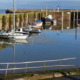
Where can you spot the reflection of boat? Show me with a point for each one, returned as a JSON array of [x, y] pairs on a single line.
[[9, 41], [48, 27]]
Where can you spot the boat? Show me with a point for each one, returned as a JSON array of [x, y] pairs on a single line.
[[12, 41], [31, 30], [47, 20], [11, 34], [21, 30], [33, 25], [38, 23]]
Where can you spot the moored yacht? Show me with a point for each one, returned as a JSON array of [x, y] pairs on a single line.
[[12, 34], [31, 30]]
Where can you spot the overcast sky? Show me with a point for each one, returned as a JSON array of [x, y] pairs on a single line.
[[40, 4]]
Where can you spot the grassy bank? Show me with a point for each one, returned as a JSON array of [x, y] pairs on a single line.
[[64, 72]]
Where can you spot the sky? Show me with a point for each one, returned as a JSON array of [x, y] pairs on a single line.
[[40, 4]]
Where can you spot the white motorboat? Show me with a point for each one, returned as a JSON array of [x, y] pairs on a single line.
[[21, 30], [12, 41], [38, 23], [31, 30], [12, 34], [33, 25]]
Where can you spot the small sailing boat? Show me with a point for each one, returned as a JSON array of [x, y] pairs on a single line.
[[12, 34]]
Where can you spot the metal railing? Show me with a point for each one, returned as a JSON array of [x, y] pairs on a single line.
[[26, 67]]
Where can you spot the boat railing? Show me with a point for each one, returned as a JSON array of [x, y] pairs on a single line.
[[26, 63]]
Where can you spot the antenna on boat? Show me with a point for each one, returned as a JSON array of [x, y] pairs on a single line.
[[14, 15]]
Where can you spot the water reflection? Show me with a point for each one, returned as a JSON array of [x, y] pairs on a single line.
[[52, 43]]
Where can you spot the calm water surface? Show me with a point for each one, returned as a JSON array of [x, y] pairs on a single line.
[[48, 45], [52, 43]]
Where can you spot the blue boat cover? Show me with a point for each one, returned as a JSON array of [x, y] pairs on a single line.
[[38, 21]]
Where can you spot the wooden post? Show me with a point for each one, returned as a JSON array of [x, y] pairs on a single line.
[[43, 13], [60, 66], [77, 18], [62, 21], [6, 70], [26, 69], [74, 20], [27, 18], [36, 15], [44, 66], [46, 10]]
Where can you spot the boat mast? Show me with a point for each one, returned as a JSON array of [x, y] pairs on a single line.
[[13, 16]]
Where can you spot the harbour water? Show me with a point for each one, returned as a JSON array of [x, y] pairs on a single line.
[[2, 11], [52, 43]]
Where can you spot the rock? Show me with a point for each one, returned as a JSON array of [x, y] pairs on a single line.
[[58, 75]]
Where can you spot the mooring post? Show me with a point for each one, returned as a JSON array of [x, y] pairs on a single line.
[[36, 15], [74, 20], [26, 69], [62, 21], [60, 66], [69, 19], [77, 18], [43, 14], [46, 10], [27, 18], [6, 70], [44, 66]]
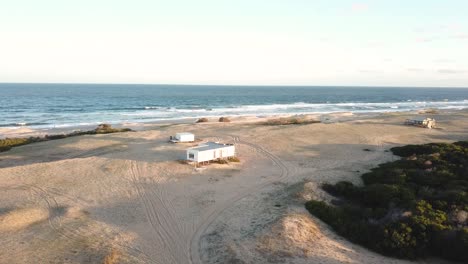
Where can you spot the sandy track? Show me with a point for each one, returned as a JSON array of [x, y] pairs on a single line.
[[217, 211]]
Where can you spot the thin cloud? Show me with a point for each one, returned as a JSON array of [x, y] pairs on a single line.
[[415, 70], [425, 40], [359, 7], [450, 71], [366, 71]]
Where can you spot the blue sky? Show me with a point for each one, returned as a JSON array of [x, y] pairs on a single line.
[[295, 42]]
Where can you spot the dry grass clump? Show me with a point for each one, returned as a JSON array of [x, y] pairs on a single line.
[[224, 119], [429, 111], [295, 235], [106, 129], [112, 257], [221, 161], [233, 159], [290, 121]]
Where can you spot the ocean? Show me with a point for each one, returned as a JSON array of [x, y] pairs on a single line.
[[68, 105]]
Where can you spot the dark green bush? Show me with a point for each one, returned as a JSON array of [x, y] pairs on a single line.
[[404, 206]]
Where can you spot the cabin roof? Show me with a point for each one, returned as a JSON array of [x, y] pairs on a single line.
[[210, 146]]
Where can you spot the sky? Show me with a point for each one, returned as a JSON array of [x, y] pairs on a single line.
[[237, 42]]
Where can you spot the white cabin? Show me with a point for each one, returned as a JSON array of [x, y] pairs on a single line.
[[421, 122], [210, 151], [183, 137]]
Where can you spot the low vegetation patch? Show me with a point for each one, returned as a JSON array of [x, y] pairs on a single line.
[[289, 121], [410, 208], [8, 143], [224, 119]]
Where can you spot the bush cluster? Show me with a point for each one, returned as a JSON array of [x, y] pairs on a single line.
[[289, 121], [409, 208], [8, 143]]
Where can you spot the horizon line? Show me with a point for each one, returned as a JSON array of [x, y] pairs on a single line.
[[233, 85]]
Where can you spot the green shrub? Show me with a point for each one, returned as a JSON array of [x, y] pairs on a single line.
[[8, 143], [402, 209]]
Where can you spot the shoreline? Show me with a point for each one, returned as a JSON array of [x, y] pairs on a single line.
[[336, 117], [129, 192]]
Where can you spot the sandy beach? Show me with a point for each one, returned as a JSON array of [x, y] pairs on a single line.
[[126, 197]]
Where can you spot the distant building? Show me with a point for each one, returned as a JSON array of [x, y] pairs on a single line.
[[183, 137], [421, 122], [210, 151]]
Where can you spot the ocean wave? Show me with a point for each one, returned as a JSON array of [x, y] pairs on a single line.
[[159, 113]]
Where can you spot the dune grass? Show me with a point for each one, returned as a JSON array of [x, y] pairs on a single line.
[[289, 121]]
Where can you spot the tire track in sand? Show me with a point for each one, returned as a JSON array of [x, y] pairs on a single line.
[[218, 210], [168, 235]]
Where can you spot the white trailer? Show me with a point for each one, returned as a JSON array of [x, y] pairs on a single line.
[[421, 122], [210, 151], [183, 137]]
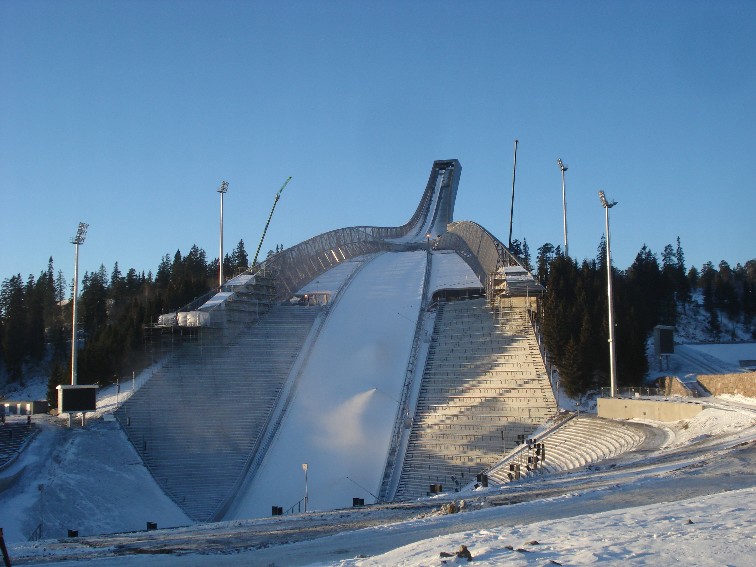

Stated goal:
Please rescale everything from the line containing "Where can you spot the dark" down to the line containing "[[237, 42]]", both included, and give those lines again, requests too. Multiply each coordinate in the answers by 0.3 and round to whole numbers, halves up.

Full solution:
Where can you spot the dark green bush? Show me with a point for each one, returned as a JSON array of [x, y] pairs on a single line.
[[121, 62]]
Where can you spot the cabin roof? Show me with a point for each one, returned as a JSON array of [x, y] pairs on a single line.
[[63, 44]]
Where can you spot the sky? Show me with a point for each one, returned as a JSON array of [x, y] pairs on a single line.
[[71, 13]]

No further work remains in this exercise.